[Point labeling records]
((

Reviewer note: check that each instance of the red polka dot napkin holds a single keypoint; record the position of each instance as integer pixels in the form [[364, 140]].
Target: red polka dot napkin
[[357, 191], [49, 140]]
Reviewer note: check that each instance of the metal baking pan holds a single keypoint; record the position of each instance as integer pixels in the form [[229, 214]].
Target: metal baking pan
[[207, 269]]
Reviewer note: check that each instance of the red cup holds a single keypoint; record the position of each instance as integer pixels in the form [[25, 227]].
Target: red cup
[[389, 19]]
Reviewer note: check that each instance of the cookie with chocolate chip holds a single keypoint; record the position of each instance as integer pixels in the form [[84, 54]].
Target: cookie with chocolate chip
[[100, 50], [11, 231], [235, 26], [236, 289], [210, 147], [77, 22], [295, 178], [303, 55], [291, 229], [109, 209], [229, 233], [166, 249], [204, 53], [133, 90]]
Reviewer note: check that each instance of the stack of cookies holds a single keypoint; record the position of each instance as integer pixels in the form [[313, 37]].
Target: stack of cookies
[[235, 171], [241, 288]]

))

Rewrite all of the records above as a numbered list with one line per number, and drop any blank lines.

__OUTPUT BELOW__.
1. Reviewer note: check that each instance of the red polka dot napkin holds a single keypoint; record the position of each instance as integer pixels in the form [[364, 140]].
2. Target: red polka dot napkin
3. [[357, 191], [49, 140]]
4. Reviewer note: check that each instance of the metal baking pan holds a single keypoint; record the position of each instance as integer pixels in the form [[229, 214]].
5. Target: metal baking pan
6. [[207, 269]]
7. Reviewer note: check that each instance of the red cup holds a single keypoint; record the position of each instance as integer pixels in the form [[25, 227]].
8. Target: red cup
9. [[389, 19]]
10. Reviewer note: check that each instance of the cookie with chocolate chip holds a single keypoint; record the position of each instance as integer pixels in the form [[84, 54]].
11. Target: cookie with chocolate chip
12. [[100, 50], [11, 231], [235, 26], [236, 289], [210, 147], [77, 22], [295, 178], [303, 55], [291, 229], [109, 209], [229, 233], [166, 249], [204, 53], [133, 90]]
13. Reviewer note: check that each instance of the stack of cookies holds a single keypoint; record the position of each instance as integer pixels in the form [[313, 37]].
14. Target: stack of cookies
15. [[235, 171], [241, 288]]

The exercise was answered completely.